> **Passage**:
>>>
Results of the virus’-genotyping tool
| Organism | HIV-1 | HIV-2 | HTLV-1 | HBV | HCV | HPV | HHV8 |
|---|---|---|---|---|---|---|---|
| Number of sequences | 108 | 28 | 678 | 1044 | 61 | 121 | 86 |
| Method subtyped | Los Alamos | Los Alamos | All database sequences | Manual phylogenetic | Los Alamos HCV database | Manual phylogenetic | Manual phylogenetic |
| Match with virus subtyping tool | 100% | 96.4% | 98.5% | 90.1% | 100% | 96.7% | 98.8% |
| Genetic region | Complete Genome | Complete genome | LTR | Complete genome | Complete Genome | L1 | K1 |
| Size | ≈9000 bp | ≈9000 bp | 152–725 bp | ≈3100 bp | ≈9500 bp | ≈1000 bp | ≈800 bp |
These results are related to the usage of gold standard reference databases (which have been well classified by a specialized sequence database or by detailed and manual phylogenetic analysis). This table displays the number of sequences used in each gold standard dataset, the method subtyped, accuracy (match with our tools), the genetic region and size of the query sequences. For HIV-1, see also ref. (13).
<<<
> **Extracted entries**:
>>>
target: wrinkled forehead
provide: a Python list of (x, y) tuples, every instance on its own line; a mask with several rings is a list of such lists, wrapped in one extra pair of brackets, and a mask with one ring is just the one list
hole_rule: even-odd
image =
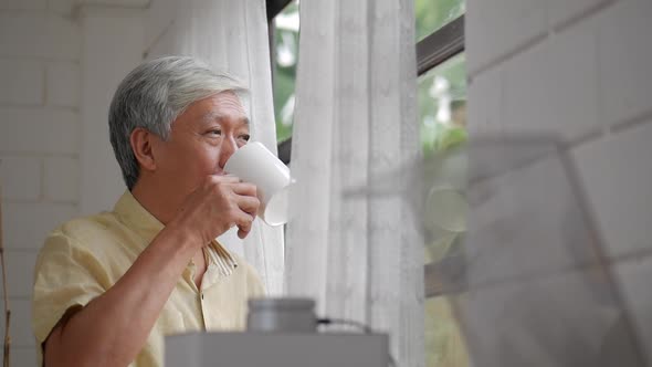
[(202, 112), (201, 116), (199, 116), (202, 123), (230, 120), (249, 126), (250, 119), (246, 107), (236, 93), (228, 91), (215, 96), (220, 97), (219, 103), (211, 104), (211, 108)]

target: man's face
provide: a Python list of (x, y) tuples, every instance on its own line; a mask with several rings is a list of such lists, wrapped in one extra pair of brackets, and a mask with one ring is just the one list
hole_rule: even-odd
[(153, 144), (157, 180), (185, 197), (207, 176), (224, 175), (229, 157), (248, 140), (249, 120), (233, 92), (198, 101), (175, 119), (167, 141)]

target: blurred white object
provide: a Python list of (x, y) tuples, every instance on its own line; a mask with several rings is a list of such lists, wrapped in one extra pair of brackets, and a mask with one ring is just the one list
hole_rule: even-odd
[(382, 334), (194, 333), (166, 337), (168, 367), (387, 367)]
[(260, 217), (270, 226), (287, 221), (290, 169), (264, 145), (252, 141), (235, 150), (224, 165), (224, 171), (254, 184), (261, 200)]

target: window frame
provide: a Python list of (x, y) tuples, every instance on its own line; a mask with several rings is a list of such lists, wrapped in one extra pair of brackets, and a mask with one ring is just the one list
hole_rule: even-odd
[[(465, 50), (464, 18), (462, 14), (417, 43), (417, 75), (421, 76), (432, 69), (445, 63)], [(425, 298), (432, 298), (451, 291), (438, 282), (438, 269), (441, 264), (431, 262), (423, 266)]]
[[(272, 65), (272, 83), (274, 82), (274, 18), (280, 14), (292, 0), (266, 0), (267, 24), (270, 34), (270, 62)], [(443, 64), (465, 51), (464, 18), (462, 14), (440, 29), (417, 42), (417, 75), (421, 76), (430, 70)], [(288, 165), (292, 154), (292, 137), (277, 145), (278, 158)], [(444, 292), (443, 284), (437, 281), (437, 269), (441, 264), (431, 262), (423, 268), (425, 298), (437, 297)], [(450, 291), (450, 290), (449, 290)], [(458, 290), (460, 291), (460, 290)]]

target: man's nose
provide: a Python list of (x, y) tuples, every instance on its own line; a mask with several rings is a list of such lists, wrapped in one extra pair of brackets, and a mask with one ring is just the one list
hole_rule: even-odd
<<<
>>>
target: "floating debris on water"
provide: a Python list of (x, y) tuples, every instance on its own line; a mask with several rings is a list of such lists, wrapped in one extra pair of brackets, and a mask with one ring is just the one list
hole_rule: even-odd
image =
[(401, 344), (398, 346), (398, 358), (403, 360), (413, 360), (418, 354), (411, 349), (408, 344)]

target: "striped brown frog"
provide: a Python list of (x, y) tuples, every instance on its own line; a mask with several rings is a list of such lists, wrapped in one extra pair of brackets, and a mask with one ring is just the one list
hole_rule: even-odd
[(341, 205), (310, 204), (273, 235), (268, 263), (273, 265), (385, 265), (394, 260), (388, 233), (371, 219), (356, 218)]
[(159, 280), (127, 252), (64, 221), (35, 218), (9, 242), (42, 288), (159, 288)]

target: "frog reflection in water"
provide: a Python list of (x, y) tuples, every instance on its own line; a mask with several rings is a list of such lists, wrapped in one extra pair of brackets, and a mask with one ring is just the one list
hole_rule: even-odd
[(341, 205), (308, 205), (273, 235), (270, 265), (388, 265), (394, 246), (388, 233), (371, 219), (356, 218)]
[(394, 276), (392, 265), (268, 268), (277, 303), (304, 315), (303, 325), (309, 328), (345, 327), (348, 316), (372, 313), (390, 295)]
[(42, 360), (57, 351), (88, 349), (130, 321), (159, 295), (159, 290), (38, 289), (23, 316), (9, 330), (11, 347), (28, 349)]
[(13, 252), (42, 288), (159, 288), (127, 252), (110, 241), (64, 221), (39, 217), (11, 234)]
<<<
>>>
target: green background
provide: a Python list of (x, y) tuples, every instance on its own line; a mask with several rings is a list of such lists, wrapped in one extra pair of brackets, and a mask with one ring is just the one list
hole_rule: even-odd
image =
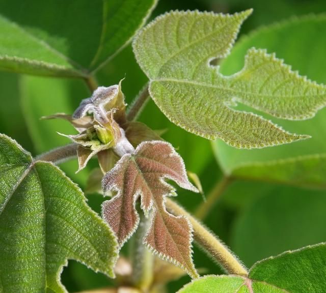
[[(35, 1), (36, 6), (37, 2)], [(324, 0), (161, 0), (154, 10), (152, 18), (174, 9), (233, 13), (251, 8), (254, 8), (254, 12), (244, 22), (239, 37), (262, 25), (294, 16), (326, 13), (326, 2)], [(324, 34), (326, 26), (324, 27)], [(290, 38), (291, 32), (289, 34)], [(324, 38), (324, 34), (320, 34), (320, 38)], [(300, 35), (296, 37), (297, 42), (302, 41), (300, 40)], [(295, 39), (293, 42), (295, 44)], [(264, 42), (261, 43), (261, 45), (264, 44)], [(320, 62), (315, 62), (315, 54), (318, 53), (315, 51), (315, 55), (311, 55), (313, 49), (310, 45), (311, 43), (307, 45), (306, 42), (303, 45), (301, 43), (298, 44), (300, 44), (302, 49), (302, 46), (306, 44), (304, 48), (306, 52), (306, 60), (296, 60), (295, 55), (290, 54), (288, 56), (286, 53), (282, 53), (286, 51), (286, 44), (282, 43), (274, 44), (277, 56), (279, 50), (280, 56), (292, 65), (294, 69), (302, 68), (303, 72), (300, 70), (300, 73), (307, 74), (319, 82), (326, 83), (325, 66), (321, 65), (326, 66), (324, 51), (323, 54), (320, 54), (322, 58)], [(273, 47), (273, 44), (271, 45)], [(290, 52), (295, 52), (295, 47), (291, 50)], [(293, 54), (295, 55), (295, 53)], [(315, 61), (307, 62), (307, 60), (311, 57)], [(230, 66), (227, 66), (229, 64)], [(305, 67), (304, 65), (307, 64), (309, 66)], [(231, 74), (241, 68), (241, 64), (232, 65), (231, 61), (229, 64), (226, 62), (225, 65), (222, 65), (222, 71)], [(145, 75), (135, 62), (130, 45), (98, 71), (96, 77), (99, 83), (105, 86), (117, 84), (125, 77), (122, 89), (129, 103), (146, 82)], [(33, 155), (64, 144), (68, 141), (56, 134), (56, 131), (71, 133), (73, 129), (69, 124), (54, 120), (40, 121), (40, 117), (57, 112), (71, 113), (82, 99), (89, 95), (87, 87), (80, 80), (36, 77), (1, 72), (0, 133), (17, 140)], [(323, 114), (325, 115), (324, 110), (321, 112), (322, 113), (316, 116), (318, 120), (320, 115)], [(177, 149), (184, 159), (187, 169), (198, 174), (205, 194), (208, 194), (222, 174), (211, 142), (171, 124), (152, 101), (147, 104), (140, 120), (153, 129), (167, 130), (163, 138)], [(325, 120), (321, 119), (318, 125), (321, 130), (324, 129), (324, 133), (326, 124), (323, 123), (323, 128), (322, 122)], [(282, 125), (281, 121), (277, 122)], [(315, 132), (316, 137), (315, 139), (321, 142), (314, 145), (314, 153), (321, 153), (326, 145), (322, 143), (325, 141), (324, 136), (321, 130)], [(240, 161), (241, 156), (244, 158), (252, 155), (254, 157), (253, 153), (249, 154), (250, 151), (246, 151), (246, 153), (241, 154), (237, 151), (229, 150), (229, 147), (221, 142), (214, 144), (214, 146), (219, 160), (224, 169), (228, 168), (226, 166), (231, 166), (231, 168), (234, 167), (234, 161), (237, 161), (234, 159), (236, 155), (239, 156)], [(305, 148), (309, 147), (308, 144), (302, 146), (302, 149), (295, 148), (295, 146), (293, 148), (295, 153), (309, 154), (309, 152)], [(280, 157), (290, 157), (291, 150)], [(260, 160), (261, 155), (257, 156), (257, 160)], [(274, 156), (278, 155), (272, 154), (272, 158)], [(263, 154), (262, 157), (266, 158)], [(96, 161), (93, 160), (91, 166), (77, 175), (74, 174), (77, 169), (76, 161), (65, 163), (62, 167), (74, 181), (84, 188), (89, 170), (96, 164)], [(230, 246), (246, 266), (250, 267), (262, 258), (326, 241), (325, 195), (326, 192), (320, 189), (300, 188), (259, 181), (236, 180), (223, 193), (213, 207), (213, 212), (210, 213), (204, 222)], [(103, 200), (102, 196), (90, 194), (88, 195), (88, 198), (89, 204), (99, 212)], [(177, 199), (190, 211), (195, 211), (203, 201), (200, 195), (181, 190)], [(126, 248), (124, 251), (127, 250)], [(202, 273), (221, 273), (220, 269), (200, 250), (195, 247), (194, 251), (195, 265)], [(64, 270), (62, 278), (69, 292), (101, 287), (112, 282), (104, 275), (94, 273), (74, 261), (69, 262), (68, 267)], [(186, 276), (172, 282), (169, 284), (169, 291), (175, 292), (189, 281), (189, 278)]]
<<<
> **Work request**:
Carry on the text about the results of the virus genotyping tool, starting from the point where it ends.

> **Task output**:
Figure 1.(A) Bootscanning results of an HBV complete genome recombinant sequence (acc. Number AM4947161). The X-axis represents the length of the sequence that is being analysed. The Y-axis represents the bootstrap support o the query sequence with subtype reference datasets. The color represents the different symbols. (B) Recombination profile not considering bootstrap confidence. (C) Recombination profile with >70% bootstrap confidence.
Figure 2.(A) Phylogenetic tree showing the location of the AJ851228 sequence. (B) Recombination profile without bootstrap confidence (top panel); recombination profile with >70% bootstrap confidence.